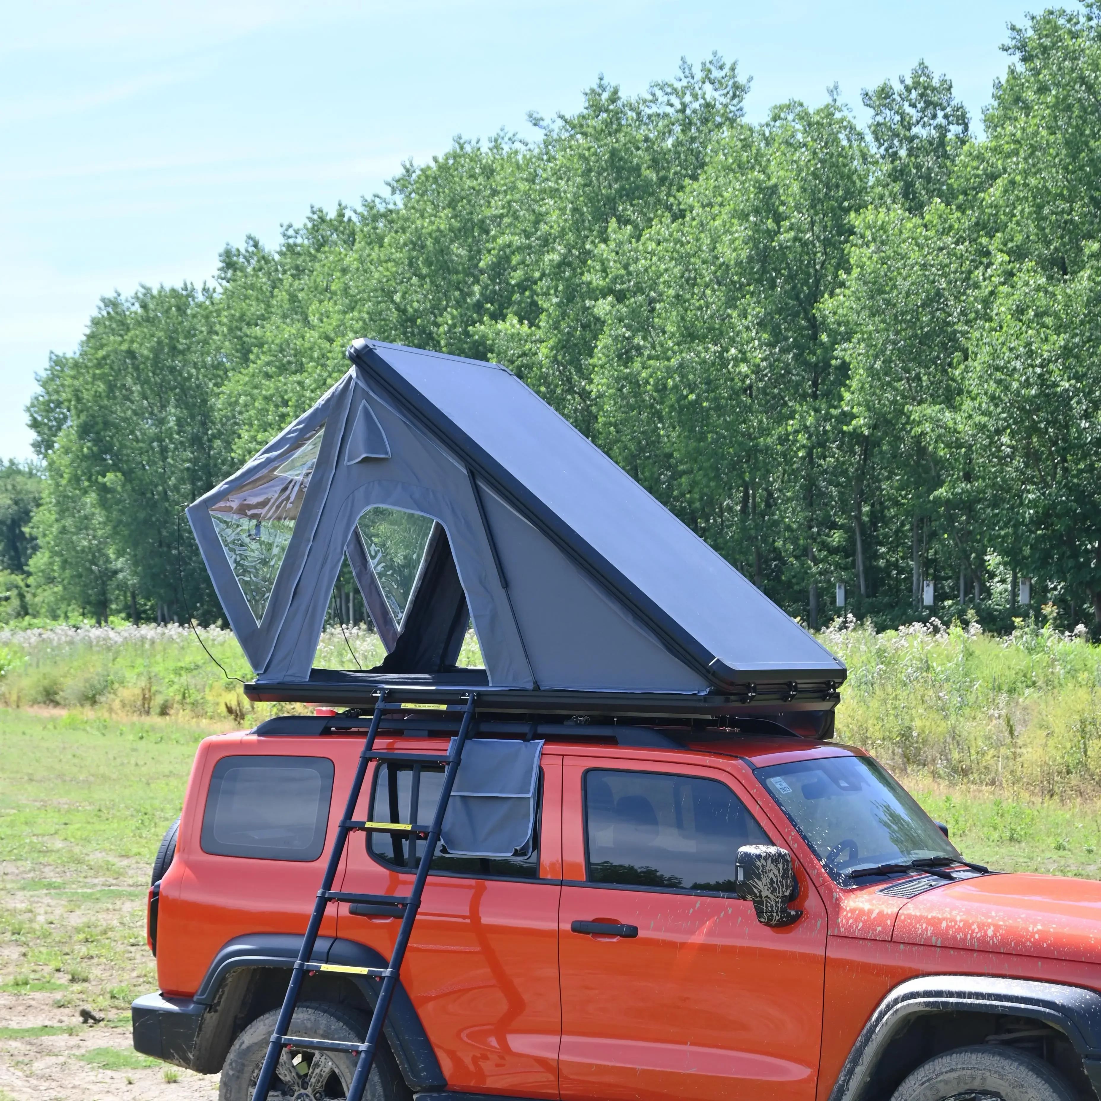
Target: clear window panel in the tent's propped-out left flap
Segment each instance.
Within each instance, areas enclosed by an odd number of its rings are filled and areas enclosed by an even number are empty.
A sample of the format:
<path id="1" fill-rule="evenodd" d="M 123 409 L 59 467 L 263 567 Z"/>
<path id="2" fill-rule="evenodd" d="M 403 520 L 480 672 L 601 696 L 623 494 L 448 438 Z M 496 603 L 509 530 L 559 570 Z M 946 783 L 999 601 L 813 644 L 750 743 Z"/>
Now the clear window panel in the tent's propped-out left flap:
<path id="1" fill-rule="evenodd" d="M 227 493 L 210 509 L 237 584 L 259 623 L 294 534 L 325 435 L 323 424 L 290 455 Z"/>

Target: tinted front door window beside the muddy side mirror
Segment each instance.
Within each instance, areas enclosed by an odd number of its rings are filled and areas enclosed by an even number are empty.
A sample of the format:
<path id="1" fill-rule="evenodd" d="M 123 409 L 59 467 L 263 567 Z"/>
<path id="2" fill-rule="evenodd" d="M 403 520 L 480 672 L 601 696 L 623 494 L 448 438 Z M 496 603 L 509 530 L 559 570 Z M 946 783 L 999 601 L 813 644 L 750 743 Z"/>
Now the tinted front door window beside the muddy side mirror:
<path id="1" fill-rule="evenodd" d="M 745 805 L 715 780 L 653 772 L 585 774 L 592 883 L 734 892 L 734 853 L 768 844 Z"/>

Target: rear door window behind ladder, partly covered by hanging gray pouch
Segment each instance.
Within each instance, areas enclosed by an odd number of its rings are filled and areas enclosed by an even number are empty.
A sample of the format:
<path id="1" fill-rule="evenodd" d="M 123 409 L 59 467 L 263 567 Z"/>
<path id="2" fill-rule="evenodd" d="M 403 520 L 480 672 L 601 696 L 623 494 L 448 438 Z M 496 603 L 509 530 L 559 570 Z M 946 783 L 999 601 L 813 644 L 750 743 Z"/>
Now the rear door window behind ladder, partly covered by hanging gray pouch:
<path id="1" fill-rule="evenodd" d="M 375 770 L 371 788 L 371 821 L 430 824 L 443 784 L 443 766 L 381 763 Z M 432 871 L 481 879 L 538 879 L 542 796 L 541 772 L 535 829 L 523 849 L 517 849 L 511 857 L 455 857 L 440 846 L 432 859 Z M 424 846 L 423 840 L 410 839 L 405 833 L 367 835 L 367 851 L 390 868 L 415 869 L 424 853 Z"/>

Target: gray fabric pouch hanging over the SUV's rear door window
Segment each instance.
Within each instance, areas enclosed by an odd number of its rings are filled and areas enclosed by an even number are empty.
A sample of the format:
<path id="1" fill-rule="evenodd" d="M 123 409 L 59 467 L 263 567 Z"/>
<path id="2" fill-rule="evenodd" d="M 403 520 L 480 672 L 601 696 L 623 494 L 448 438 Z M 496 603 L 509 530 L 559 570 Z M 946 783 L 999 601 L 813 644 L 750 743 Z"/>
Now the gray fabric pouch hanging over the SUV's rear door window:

────

■ **TASK DESCRIPTION**
Word for word, copy every line of the data, excluding any pictures.

■ **RESULT**
Target: clear window panel in the tent's propped-out left flap
Segment each instance.
Within each instance, areas enclosed by an odd number of its rings are filled and areas enclosed by an even number are empty.
A sample of the format:
<path id="1" fill-rule="evenodd" d="M 123 409 L 59 467 L 263 567 Z"/>
<path id="2" fill-rule="evenodd" d="M 403 520 L 480 672 L 601 696 L 623 494 L 448 438 Z M 496 603 L 509 530 L 559 570 Z M 946 783 L 999 601 L 813 644 L 750 743 Z"/>
Now the clear window panel in the tent's propped-out left flap:
<path id="1" fill-rule="evenodd" d="M 227 493 L 210 509 L 237 584 L 259 623 L 294 534 L 325 435 L 323 424 L 290 455 Z"/>

Target: tinted front door window beside the muddy side mirror
Segment each instance.
Within each instance, areas enclosed by an odd number of its rings are filled and areas enclosed by an even number are empty.
A sample of the format:
<path id="1" fill-rule="evenodd" d="M 123 409 L 59 467 L 263 567 Z"/>
<path id="2" fill-rule="evenodd" d="M 403 520 L 480 672 L 601 696 L 623 494 L 448 438 Z M 496 603 L 509 530 L 559 570 Z M 946 783 L 999 601 L 813 644 L 750 743 Z"/>
Now the tinted front door window beside the muddy side mirror:
<path id="1" fill-rule="evenodd" d="M 745 805 L 715 780 L 653 772 L 585 774 L 592 883 L 734 892 L 734 853 L 768 844 Z"/>

Target: rear door window behind ladder, partly covered by hanging gray pouch
Segment each instance.
Within each instance, areas enclosed by an odd number of its rings are filled and areas enclosed by an even number are empty.
A sample of the format:
<path id="1" fill-rule="evenodd" d="M 123 409 L 59 467 L 263 567 Z"/>
<path id="2" fill-rule="evenodd" d="M 403 520 L 480 672 L 601 696 L 623 494 L 448 438 Z M 496 603 L 509 530 L 559 570 Z M 946 783 L 999 601 L 813 644 L 750 743 Z"/>
Now the rear door window behind ladder, partly covered by hanging gray pouch:
<path id="1" fill-rule="evenodd" d="M 375 770 L 371 788 L 371 821 L 430 824 L 443 784 L 443 766 L 381 763 Z M 432 871 L 481 879 L 538 879 L 542 796 L 541 772 L 535 829 L 523 849 L 517 849 L 511 857 L 455 857 L 440 846 L 432 859 Z M 424 846 L 423 840 L 410 839 L 405 833 L 367 835 L 367 851 L 390 868 L 415 869 L 424 853 Z"/>

Target: gray fabric pouch hanging over the SUV's rear door window
Segment each instance.
Within each instance, areas enclosed by an odd number of its rings are filled and areas enclosed by an even number are empty.
A sample of the format:
<path id="1" fill-rule="evenodd" d="M 123 409 L 59 467 L 263 567 Z"/>
<path id="2" fill-rule="evenodd" d="M 403 520 L 480 672 L 601 696 L 623 494 L 448 438 Z M 496 603 L 509 530 L 559 570 Z M 946 783 L 999 601 L 813 644 L 750 743 Z"/>
Now the gray fabric pouch hanging over the SUV's rear door window:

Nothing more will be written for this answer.